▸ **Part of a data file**
▬▬▬▬▬▬▬▬▬▬

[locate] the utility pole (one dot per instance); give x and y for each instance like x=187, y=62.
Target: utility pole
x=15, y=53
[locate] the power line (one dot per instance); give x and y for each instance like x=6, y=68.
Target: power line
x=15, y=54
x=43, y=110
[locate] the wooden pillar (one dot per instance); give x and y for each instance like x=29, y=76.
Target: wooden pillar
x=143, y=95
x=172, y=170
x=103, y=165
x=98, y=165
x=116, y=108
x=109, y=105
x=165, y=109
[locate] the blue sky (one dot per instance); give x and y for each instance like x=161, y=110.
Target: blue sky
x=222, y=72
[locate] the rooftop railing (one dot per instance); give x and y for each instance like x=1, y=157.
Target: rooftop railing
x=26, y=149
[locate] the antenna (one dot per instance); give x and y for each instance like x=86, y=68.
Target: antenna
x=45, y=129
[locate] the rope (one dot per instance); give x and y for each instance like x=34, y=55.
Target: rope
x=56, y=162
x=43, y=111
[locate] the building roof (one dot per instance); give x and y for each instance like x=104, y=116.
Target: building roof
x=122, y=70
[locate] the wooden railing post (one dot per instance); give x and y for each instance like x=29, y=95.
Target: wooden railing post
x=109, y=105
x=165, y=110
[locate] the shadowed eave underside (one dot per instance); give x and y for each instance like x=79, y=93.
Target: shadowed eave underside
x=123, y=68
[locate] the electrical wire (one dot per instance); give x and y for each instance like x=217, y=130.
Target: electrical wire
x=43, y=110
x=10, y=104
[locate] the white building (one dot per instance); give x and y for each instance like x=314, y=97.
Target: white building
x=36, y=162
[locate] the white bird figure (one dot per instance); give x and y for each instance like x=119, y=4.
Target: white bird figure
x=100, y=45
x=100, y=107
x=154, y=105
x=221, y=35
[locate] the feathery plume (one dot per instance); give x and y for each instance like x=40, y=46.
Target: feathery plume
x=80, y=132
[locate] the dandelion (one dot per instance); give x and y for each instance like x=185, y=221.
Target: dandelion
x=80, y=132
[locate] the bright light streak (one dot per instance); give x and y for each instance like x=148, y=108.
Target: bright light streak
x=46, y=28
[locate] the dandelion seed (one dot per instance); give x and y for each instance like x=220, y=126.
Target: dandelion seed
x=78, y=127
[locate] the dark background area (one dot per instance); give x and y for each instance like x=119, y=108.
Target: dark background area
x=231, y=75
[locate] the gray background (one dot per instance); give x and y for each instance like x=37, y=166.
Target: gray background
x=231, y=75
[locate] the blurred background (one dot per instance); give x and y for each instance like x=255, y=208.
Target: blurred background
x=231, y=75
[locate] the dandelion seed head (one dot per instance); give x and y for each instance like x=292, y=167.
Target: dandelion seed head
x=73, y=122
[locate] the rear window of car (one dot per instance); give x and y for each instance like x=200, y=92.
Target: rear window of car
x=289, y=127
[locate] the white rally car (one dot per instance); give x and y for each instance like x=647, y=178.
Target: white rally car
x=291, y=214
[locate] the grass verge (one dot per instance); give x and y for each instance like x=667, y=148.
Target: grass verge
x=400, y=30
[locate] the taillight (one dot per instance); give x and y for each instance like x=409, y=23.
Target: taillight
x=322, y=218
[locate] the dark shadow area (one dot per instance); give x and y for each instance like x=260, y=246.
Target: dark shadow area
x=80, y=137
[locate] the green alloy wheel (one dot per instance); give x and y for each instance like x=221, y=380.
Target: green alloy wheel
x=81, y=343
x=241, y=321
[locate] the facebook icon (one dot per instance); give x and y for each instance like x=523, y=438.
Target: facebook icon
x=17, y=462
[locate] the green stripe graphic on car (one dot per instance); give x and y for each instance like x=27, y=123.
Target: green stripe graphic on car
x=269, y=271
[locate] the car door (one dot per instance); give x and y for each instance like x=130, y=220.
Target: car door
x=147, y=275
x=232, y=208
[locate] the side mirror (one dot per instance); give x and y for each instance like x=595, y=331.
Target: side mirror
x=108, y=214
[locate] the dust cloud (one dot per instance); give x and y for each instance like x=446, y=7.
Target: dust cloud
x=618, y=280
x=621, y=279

▬▬▬▬▬▬▬▬▬▬

▸ **Task details**
Can you put every line of the listing above into a JSON list of strings, one string per line, leaving out blank lines?

▸ **Worked solution**
[
  "[locate] the utility pole (one dot per instance); give x and y for each instance like x=187, y=62.",
  "Target: utility pole",
  "x=15, y=53",
  "[locate] the power line (one dot per instance); give x and y for each instance like x=6, y=68.",
  "Target: power line",
  "x=15, y=54",
  "x=43, y=110",
  "[locate] the wooden pillar (one dot per instance); give x and y for each instance like x=29, y=76.",
  "Target: wooden pillar",
  "x=143, y=95",
  "x=172, y=170",
  "x=103, y=165",
  "x=98, y=165",
  "x=116, y=108",
  "x=109, y=105",
  "x=165, y=109",
  "[locate] the blue sky (one dot per instance); give x and y for each instance like x=161, y=110.",
  "Target: blue sky",
  "x=222, y=72",
  "[locate] the rooftop railing (one dot per instance); give x and y for each instance like x=1, y=157.",
  "Target: rooftop railing",
  "x=26, y=149",
  "[locate] the antenna (one dot per instance); give x and y for each instance like x=86, y=68.",
  "Target: antenna",
  "x=45, y=129",
  "[locate] the rope (one dot per instance); give x and y for each instance like x=34, y=55.",
  "Target: rope",
  "x=56, y=162",
  "x=43, y=111",
  "[locate] the building roof (one dot per instance); give x and y for each instance like x=104, y=116.",
  "Target: building roof",
  "x=122, y=70",
  "[locate] the wooden railing post (one dot per instance); give x and y for each instance like x=29, y=95.",
  "Target: wooden railing post",
  "x=109, y=105",
  "x=165, y=110",
  "[locate] the shadowed eave underside (one dot per instance); give x and y for each instance like x=79, y=93.",
  "Target: shadowed eave underside",
  "x=123, y=68",
  "[locate] the electrical wire (one dot per instance); give x and y for each instance like x=217, y=130.",
  "Target: electrical wire",
  "x=43, y=110",
  "x=10, y=104",
  "[locate] the white building (one dot per instance); give x and y for each instance like x=314, y=97.",
  "Target: white building",
  "x=36, y=162",
  "[locate] the white bird figure (one dot per instance); give x and y for each instance like x=119, y=4.",
  "Target: white bird figure",
  "x=100, y=45",
  "x=100, y=107",
  "x=154, y=105",
  "x=221, y=35",
  "[locate] the feathery plume (one dot per instance); give x and y for each instance like x=40, y=46.",
  "Target: feathery plume",
  "x=80, y=132",
  "[locate] the dandelion (one dot per instance); give x and y for each instance like x=185, y=221.",
  "Target: dandelion",
  "x=80, y=132",
  "[locate] the bright light streak (one dot per instance); give x and y for each instance like x=148, y=108.",
  "Target: bright light streak",
  "x=46, y=28",
  "[locate] the dandelion seed (one dot per instance); give x and y for each instance like x=220, y=126.",
  "Target: dandelion seed",
  "x=78, y=127",
  "[locate] the dark background area (one dot per instance); give x and y for each instance like x=119, y=108.",
  "Target: dark background area",
  "x=231, y=75",
  "[locate] the gray background (one dot per instance); give x and y for each instance like x=37, y=166.",
  "Target: gray background",
  "x=231, y=75",
  "[locate] the blurred background (one dot per instance); give x and y for each instance like x=255, y=208.",
  "Target: blurred background",
  "x=231, y=75",
  "[locate] the dandelion seed head (one dot per instance); give x and y for each instance like x=292, y=167.",
  "Target: dandelion seed head",
  "x=73, y=122",
  "[locate] the rear window of car (one dot per instance); give x and y for each instance like x=200, y=92.",
  "Target: rear window of car",
  "x=289, y=127",
  "[locate] the white rally car (one dot per instance); give x and y for each instance like x=647, y=178.",
  "Target: white rally car",
  "x=291, y=214",
  "[locate] the grass verge (one dot per instance); give x and y for each instance like x=667, y=148.",
  "Target: grass verge",
  "x=400, y=30",
  "[locate] the taillight (one dot per instance); give x and y for each instance like x=409, y=23.",
  "Target: taillight",
  "x=322, y=218",
  "[locate] the dark shadow area (one dot per instance); give x and y for each instance like x=260, y=246.",
  "Target: dark shadow area",
  "x=80, y=137",
  "[locate] the green alloy wheel (one dot per instance); give x and y for each instance like x=221, y=380.",
  "Target: green alloy wheel",
  "x=81, y=343",
  "x=241, y=321",
  "[locate] the facebook icon (one dot per instance); give x and y for each instance like x=523, y=438.",
  "Target: facebook icon",
  "x=17, y=462",
  "[locate] the green stripe graphic on car (one dot per instance); give x and y for each instance like x=27, y=123.",
  "Target: green stripe graphic on car",
  "x=269, y=271",
  "[locate] the car door (one dot per instance); give x and y for each instance like x=130, y=220.",
  "Target: car door",
  "x=147, y=275",
  "x=232, y=208",
  "[locate] the side mirror (one dot per instance); give x and y for each instance like x=595, y=331.",
  "Target: side mirror",
  "x=108, y=214",
  "[locate] the dust cloud (one dot per instance); give x and y for each instance like x=446, y=7.",
  "Target: dust cloud",
  "x=618, y=280",
  "x=621, y=279"
]